## RECORDS
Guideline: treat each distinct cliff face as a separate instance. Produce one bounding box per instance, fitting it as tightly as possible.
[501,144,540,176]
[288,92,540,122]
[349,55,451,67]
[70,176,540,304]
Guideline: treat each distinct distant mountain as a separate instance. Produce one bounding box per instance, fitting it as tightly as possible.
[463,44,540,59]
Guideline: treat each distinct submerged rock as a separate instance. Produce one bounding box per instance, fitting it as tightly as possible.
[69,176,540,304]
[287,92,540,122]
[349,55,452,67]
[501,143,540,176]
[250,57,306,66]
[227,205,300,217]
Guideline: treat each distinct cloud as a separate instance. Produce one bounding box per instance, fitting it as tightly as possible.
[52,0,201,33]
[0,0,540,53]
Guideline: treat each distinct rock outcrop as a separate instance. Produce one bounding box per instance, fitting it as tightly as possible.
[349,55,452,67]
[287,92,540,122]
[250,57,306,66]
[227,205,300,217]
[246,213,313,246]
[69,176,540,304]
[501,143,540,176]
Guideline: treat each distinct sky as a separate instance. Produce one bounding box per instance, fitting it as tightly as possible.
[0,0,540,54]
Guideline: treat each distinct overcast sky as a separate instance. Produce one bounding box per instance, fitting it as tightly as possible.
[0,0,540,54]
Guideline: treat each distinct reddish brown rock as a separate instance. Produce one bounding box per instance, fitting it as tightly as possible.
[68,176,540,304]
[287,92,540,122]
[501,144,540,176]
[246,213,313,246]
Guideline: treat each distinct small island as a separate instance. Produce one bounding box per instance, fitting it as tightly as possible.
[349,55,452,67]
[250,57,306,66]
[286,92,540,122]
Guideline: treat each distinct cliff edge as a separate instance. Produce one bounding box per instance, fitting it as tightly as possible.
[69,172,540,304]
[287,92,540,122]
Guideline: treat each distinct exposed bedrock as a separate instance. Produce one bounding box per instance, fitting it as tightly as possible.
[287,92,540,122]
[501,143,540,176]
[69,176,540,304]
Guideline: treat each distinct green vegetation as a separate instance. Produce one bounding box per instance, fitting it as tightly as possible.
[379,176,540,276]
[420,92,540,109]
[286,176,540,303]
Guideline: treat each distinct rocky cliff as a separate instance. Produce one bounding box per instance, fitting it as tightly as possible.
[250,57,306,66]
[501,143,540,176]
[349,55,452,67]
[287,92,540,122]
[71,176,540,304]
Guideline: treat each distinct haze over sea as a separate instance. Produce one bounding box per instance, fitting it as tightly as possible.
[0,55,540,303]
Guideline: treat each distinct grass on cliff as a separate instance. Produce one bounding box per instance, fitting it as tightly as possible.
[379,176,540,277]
...
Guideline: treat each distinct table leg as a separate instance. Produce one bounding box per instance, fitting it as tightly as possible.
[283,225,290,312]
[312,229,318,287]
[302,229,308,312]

## TASK TO COMPLETE
Reproduce only the rows starting at the line that contains "Guideline: treat each distinct sky" and ending at the line that contains "[0,55,540,303]", renaming "tightly" to "closely" throughout and leaving everything else unchanged.

## REPLY
Guideline: treat each distinct sky as a separate instance. Produce one bounding box per instance, fitting it as closely as possible.
[0,0,540,54]
Guideline: treat each distinct overcast sky as a separate instance. Produce one bounding box per instance, fitting it as closely as possible.
[0,0,540,54]
Guideline: treat each distinct reddish brown rock as a separate instance. Produce one bounding box per instance, fitting it as closely as possible.
[68,176,540,304]
[287,92,540,122]
[501,144,540,176]
[246,213,313,246]
Guideline: treat each distinct small island as a separate instance. Produce one bounding box per instance, fitting it as closely as possible.
[349,55,452,67]
[250,57,306,66]
[286,92,540,122]
Guideline: treat each distinct cliff edge as a separate instance. Produce one bounding box per instance, fitting it as closely as possible.
[69,172,540,304]
[287,92,540,122]
Guideline: treat each distinct exposed bedrock as a separate instance. Produce one bounding box per instance, fitting it as closely as possible.
[287,92,540,122]
[501,143,540,176]
[69,176,540,304]
Guideline: treat each distinct green vegetation as a separate instance. Produce one bounding box per instance, fitting it as closely as possible.
[379,176,540,276]
[420,92,540,109]
[286,176,540,303]
Guideline: treat each distinct rocky cliff as a separate instance. Produce one bounding box per instance, fitting it as closely as possible.
[250,57,306,66]
[501,143,540,176]
[349,55,452,67]
[287,92,540,122]
[71,176,540,304]
Guideline: treat each distinct haze over sea as a separate instance. Produce one bounding box per instance, fitting it as closely as possible.
[0,55,540,303]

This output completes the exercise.